## TEXT EXCERPT

The labels are a key component of the installation, as they provide the only guidance for the visitor seeking to interpret the paintings, prints, and documents. As noted, the small but dense introductory text panels do not call attention to themselves. An excellent addition to many object labels and text panels are the photographic reproductions that refer to additional paintings not included in the exhibition. New interpretations of the pictorial sources for Johnson’s portrait of Archbishop John Carroll, for example, are amplified by images and accompanying text that allow for close comparison. Nevertheless, the lengthy labels are, quite literally, a “book on the wall,” taken almost verbatim from the catalog entries, and unusually long (averaging about 300 words). This reviewer yearned for more labels that actively engage the viewer with the works of art to enrich an understanding of Johnson, his oeuvre, and his milieu. Johnson’s painting of an unidentified girl titled In the Garden (c. 1805; Baltimore Museum of Art) is one of only a few examples where the label suggests that viewers focus on details in the work rather than prioritizing biographical information.6 Additionally, the labels could have explained issues of materiality pertinent to Johnson’s portraits. For example, several paintings, such as Charles Burnett (c. 1812, MCHC), retain elements of graphite drawing that may have intrigued viewers interested in processes or materials ( 4).7 If the labels had drawn attention to this feature or noted Johnson’s unusually thin paint application, the texts may have helped viewers develop the skills of close looking that they could then use in other galleries and beyond the museum’s walls.
One valuable addition to the exhibition is a group of portraits by other mid-Atlantic artists that suggest how Johnson might have learned to paint portraits that met early American standards of depiction. Although the inclusion of comparative paintings is useful to show the types of works Johnson may have seen in Baltimore-area homes, particularly as he described himself as a “self-taught genius,” this avenue of research and analysis tends to veer towards formal analysis. Several labels point to Johnson’s use of props such as books, which, particularly for women, were common in colonial and early national portraits. Asking viewers to compare the mostly domestic props that women held versus the business-centered props, such as ledgers, that were included in men’s images might have called attention to the gendered assumptions that portraits reinforced, taking analysis to a higher level.

## JOB 1
Can you rewrite the passage of the exhibition review starting at "One valuable addition" and ending at "a higher level.", substituting "accessories" for "props" each time it appears?
## JOB 2
According to the exhibition review, how many words do the labels average?
## JOB 3
Can you carry on the exhibition review from its final sentence?
The entries that follow are separate material, unconnected to the exhibition review.

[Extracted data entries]
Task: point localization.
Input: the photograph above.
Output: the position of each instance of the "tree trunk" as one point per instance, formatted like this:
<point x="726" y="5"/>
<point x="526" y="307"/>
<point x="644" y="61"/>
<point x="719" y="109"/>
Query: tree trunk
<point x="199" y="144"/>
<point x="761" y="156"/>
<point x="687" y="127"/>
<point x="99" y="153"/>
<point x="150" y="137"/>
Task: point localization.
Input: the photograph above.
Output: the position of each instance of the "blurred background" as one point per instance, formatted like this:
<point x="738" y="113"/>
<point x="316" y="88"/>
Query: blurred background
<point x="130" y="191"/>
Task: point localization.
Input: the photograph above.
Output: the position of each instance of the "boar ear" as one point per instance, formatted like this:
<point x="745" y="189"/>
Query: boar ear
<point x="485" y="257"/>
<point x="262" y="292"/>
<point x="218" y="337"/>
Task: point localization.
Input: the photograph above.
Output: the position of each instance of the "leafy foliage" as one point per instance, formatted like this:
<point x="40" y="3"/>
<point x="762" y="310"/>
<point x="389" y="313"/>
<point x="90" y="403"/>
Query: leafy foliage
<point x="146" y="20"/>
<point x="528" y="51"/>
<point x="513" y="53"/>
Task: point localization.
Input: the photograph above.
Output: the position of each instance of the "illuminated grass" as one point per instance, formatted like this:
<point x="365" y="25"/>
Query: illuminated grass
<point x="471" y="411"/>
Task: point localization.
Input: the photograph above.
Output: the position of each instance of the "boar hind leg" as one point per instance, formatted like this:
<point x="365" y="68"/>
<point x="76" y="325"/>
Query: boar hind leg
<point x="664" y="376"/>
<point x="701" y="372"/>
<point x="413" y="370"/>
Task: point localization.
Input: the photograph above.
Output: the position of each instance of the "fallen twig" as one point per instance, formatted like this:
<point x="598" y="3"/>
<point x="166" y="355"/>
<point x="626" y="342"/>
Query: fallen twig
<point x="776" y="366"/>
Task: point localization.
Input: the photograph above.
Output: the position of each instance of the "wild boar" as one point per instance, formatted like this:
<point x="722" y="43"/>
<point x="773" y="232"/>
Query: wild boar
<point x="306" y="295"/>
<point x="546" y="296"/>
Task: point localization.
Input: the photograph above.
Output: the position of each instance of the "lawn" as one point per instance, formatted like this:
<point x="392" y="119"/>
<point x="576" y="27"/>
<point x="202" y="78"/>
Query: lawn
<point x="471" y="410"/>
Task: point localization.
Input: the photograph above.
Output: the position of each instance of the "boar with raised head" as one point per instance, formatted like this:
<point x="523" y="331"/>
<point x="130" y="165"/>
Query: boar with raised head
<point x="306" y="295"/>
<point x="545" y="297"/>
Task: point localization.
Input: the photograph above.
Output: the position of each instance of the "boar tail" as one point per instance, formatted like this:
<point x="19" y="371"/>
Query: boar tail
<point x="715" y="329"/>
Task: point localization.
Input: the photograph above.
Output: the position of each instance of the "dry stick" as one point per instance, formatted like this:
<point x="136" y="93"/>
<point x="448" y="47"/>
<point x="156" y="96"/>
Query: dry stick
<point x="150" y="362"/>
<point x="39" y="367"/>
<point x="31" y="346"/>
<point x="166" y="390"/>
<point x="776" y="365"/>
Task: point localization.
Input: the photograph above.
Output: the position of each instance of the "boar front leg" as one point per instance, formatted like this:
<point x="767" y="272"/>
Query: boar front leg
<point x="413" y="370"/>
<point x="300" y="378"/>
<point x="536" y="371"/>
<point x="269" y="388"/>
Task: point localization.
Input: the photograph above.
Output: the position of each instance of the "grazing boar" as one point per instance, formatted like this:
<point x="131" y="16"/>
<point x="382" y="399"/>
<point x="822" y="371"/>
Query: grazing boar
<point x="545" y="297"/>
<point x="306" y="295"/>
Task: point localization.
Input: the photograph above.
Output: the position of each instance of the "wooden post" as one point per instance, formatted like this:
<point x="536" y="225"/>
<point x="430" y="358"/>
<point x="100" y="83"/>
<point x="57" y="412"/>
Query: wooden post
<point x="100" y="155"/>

## TASK RESULT 1
One valuable addition to the exhibition is a group of portraits by other mid-Atlantic artists that suggest how Johnson might have learned to paint portraits that met early American standards of depiction. Although the inclusion of comparative paintings is useful to show the types of works Johnson may have seen in Baltimore-area homes, particularly as he described himself as a “self-taught genius,” this avenue of research and analysis tends to veer towards formal analysis. Several labels point to Johnson’s use of accessories such as books, which, particularly for women, were common in colonial and early national portraits. Asking viewers to compare the mostly domestic accessories that women held versus the business-centered accessories, such as ledgers, that were included in men’s images might have called attention to the gendered assumptions that portraits reinforced, taking analysis to a higher level.

## TASK RESULT 2
About 300 words.

## TASK RESULT 3
The exhibition provides the Washington County Museum of Fine Arts, a regional institution, with a tremendous opportunity to expand and diversify its audience, highlight the two Johnson paintings in the museum’s collection, and—hopefully—enable the discovery of additional paintings and documents related to the artist. The exhibition is accompanied by a 106-page catalogue that synthesizes previous scholarship, providing readers with up-to-date information on Johnson as well as color illustrations of the works in the exhibition and other related images.
Cite this article: Anne Verplanck, review of Joshua Johnson: Portraitist of Early American Baltimore, Washington County Museum of Fine Arts, Panorama: Journal of the Association of Historians of American Art 7, no. 2 (Fall 2021), https://doi.org/10.24926/24716839.12812.
The author wishes to thank Daniel Fulco, Sarah J. Hall, Kellie Mele, and Jillian MacMaster at the Washington County Museum of Fine Arts for providing information and observations about the exhibition. She is indebted to scholars Stiles Tuttle Colwill and Linda Crocker Simmons for their insights about the exhibition and Johnson. The editors of Panorama provided helpful critiques that strengthened this review.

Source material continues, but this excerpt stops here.